(Saved data entries)

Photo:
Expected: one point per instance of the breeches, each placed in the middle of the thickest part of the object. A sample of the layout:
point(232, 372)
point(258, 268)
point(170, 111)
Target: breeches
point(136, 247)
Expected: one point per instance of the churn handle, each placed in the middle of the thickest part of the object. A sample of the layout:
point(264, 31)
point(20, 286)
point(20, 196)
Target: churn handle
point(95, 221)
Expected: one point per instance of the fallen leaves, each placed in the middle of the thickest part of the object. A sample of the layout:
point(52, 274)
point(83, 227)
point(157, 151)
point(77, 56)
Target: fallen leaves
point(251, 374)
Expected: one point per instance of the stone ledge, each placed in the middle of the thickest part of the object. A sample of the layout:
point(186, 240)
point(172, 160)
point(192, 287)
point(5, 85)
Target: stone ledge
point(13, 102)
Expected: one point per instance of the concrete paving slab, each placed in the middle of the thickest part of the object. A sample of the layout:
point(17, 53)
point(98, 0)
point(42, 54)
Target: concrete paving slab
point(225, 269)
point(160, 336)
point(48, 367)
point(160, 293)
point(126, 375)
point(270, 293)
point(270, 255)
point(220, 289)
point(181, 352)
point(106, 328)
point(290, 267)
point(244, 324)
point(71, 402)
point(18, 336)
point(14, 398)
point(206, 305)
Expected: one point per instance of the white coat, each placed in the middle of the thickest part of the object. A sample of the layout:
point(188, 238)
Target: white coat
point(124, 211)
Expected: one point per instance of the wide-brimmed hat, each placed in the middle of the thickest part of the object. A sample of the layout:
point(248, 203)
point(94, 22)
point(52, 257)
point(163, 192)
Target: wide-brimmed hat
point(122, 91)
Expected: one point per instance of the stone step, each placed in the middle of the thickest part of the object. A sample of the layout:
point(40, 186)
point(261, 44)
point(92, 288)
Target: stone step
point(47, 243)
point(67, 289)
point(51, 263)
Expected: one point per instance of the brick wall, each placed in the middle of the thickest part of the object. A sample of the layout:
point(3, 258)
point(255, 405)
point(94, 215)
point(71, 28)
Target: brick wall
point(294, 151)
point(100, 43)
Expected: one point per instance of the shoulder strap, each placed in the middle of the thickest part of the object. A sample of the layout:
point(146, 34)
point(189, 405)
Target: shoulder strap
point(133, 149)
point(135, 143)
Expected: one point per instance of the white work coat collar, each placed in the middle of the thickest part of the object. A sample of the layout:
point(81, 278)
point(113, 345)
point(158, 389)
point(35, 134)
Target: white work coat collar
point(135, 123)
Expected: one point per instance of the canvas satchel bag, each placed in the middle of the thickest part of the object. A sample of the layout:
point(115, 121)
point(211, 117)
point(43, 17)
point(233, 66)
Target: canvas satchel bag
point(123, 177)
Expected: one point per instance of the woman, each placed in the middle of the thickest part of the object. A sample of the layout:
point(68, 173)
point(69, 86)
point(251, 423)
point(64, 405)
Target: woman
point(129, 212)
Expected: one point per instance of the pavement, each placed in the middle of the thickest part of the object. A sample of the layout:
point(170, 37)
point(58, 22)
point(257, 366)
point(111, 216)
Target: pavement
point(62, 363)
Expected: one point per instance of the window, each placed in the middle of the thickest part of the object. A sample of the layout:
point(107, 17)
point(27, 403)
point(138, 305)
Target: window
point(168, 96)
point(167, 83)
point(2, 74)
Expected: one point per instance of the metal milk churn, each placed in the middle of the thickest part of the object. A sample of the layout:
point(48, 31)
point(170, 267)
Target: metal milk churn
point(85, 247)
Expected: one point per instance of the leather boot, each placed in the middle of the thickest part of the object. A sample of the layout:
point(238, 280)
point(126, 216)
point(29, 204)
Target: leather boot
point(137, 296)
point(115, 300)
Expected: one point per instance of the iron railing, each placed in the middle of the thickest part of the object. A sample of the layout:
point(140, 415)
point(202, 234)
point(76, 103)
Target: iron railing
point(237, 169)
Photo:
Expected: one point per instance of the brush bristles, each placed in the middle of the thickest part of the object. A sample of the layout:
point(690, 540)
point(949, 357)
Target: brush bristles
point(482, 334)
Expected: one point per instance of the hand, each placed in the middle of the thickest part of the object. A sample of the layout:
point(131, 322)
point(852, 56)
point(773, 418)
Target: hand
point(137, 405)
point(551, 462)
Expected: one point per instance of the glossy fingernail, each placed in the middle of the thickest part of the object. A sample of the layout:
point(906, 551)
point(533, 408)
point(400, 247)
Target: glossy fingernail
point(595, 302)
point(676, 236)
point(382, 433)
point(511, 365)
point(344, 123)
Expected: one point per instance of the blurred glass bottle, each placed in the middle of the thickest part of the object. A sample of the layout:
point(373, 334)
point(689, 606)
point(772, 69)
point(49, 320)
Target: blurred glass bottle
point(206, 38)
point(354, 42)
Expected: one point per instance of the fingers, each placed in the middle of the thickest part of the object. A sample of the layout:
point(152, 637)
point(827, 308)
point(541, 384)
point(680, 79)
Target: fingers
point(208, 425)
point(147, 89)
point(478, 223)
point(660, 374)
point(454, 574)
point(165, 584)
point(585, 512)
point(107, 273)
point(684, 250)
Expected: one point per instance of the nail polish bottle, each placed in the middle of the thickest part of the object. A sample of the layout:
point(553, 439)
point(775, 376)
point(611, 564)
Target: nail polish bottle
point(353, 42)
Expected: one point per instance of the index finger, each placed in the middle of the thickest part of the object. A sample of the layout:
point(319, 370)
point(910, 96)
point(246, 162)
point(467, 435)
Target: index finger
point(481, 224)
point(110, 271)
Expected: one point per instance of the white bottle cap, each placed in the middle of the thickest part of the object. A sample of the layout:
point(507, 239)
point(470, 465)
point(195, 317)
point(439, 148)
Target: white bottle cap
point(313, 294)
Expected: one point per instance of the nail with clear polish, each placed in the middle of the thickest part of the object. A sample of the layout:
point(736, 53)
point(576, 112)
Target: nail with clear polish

▸ WORK INSTRUCTION:
Set down the whole of the data, exactly as it stands.

▸ ANSWER SECTION:
Photo:
Expected: one point per instance of the breeches, each placed in the middle of the thickest part of the object. A sample of the layout:
point(232, 372)
point(258, 268)
point(170, 111)
Target: breeches
point(136, 247)
Expected: one point per instance of the churn handle, each placed in the middle of the thickest part of the object. A sample of the layout:
point(264, 31)
point(20, 286)
point(20, 196)
Target: churn handle
point(95, 221)
Expected: one point per instance of the fallen leaves, each placed in the middle of the thickest part of the object. A sample of the layout:
point(52, 274)
point(83, 227)
point(157, 151)
point(77, 56)
Target: fallen leaves
point(251, 374)
Expected: one point per instance of the stone ledge, each placed in the middle of the thickest part of the object. A sample of the layout:
point(186, 240)
point(172, 160)
point(192, 287)
point(5, 85)
Target: stone ledge
point(13, 102)
Expected: one point per instance of the concrete paving slab, each placed in the middle of the thickest part of the object. A sample of the layout:
point(17, 53)
point(98, 0)
point(42, 54)
Target: concrete paving slab
point(225, 269)
point(160, 336)
point(48, 367)
point(160, 293)
point(126, 375)
point(270, 293)
point(270, 255)
point(220, 289)
point(181, 352)
point(106, 328)
point(290, 267)
point(244, 324)
point(71, 402)
point(18, 336)
point(14, 398)
point(206, 305)
Expected: one point per instance of the white coat, each placed in the middle of the thickest part of the object. A sample of the layout:
point(188, 238)
Target: white coat
point(124, 211)
Expected: one point per instance of the wide-brimmed hat, each placed in the middle of the thickest part of the object. A sample of the layout:
point(248, 203)
point(94, 22)
point(52, 257)
point(163, 192)
Target: wide-brimmed hat
point(122, 91)
Expected: one point per instance of the stone step, each placed in the middle of the thickest part of the object. A sample of the layout:
point(40, 186)
point(261, 44)
point(92, 288)
Target: stone step
point(47, 243)
point(67, 289)
point(51, 263)
Expected: one point per instance of the brick wall, each placed in the middle of the thickest part of the object. A sample of the layout:
point(3, 258)
point(255, 405)
point(94, 215)
point(71, 28)
Target: brick wall
point(294, 151)
point(100, 43)
Expected: one point per instance of the shoulder strap, each placed in the middle of the thickest part of the object. A sample of the layout:
point(146, 34)
point(189, 405)
Target: shoulder strap
point(133, 149)
point(135, 143)
Expected: one point per instance of the white work coat collar, each placed in the middle of the thickest part of the object. A sample of the layout:
point(81, 278)
point(113, 345)
point(158, 389)
point(35, 134)
Target: white work coat collar
point(135, 123)
Expected: one point per instance of the canvas satchel bag, each placed in the middle of the thickest part of the object. A sample of the layout:
point(115, 121)
point(211, 117)
point(43, 17)
point(233, 66)
Target: canvas satchel bag
point(123, 177)
Expected: one point per instance of the woman, each placed in the middle of the thickest part of the object. A sample of the layout:
point(68, 173)
point(69, 86)
point(251, 423)
point(64, 405)
Target: woman
point(129, 212)
Expected: one point per instance of the pavement, each placed in the middle of the thickest part of the object. A sample of the layout:
point(170, 37)
point(58, 22)
point(257, 366)
point(111, 216)
Target: pavement
point(62, 363)
Expected: one point per instance of the window, each placed in the middle of the thickest part of the object. A sample of the layout:
point(107, 17)
point(27, 403)
point(138, 305)
Target: window
point(168, 96)
point(167, 83)
point(2, 74)
Expected: one point per instance of the metal milk churn, each placed in the middle of the thickest part of the object. A sample of the layout:
point(48, 31)
point(170, 267)
Target: metal milk churn
point(85, 247)
Expected: one point per instance of the leather boot, each placed in the middle of the thickest part of the object. A sample of the layout:
point(238, 280)
point(126, 216)
point(29, 204)
Target: leather boot
point(137, 296)
point(115, 300)
Expected: one point per instance of the iron railing, each placed in the middle of the thickest part of the object. A sample of the layout:
point(140, 415)
point(202, 234)
point(76, 103)
Target: iron railing
point(237, 169)
Photo:
Expected: one point per instance of the brush bristles, each placed in the middle of the thickest part of the object. A sample of the layout:
point(690, 540)
point(949, 357)
Target: brush bristles
point(482, 334)
Expected: one point per instance of the hand, each placed in the middle of the thickest part of the object. A sample of the layout:
point(131, 322)
point(852, 56)
point(773, 418)
Target: hand
point(137, 405)
point(551, 462)
Expected: one point per instance of the glossy fingernail, each placed in the middle of the thickest part of the object. A sample of the layout:
point(906, 551)
point(533, 408)
point(400, 247)
Target: glossy fingernail
point(595, 302)
point(676, 236)
point(382, 433)
point(511, 365)
point(344, 123)
Expected: one point per instance of the blurred glass bottle, each placed in the middle of the thickest part of the object. A sample of the layout:
point(373, 334)
point(689, 606)
point(772, 69)
point(49, 320)
Target: blurred glass bottle
point(206, 38)
point(354, 42)
Expected: one point per instance of the fingers, each placed in the middle of the thickest part of the object. A sample of the layout:
point(152, 637)
point(827, 308)
point(541, 384)
point(680, 79)
Target: fingers
point(208, 425)
point(147, 89)
point(478, 223)
point(660, 374)
point(454, 574)
point(165, 584)
point(585, 512)
point(107, 273)
point(684, 250)
Expected: one point per instance of the nail polish bottle, each placed in the middle of the thickest part of the object. A sample of the layout:
point(553, 439)
point(775, 376)
point(611, 564)
Target: nail polish bottle
point(353, 42)
Expected: one point per instance of the index finger, each placed in the middle of the thickest part of the object. A sample of the layout:
point(319, 370)
point(910, 96)
point(246, 162)
point(467, 435)
Target: index finger
point(481, 224)
point(110, 271)
Expected: one point per instance of the white bottle cap, each placed in the middle of the thickest part of the object. A sample of the layout:
point(507, 239)
point(470, 465)
point(195, 317)
point(439, 148)
Target: white bottle cap
point(313, 294)
Expected: one point per instance of the nail with clear polish, each placed in the middle of the thickest part of the object. A sample of the layout:
point(736, 53)
point(576, 112)
Target: nail with clear polish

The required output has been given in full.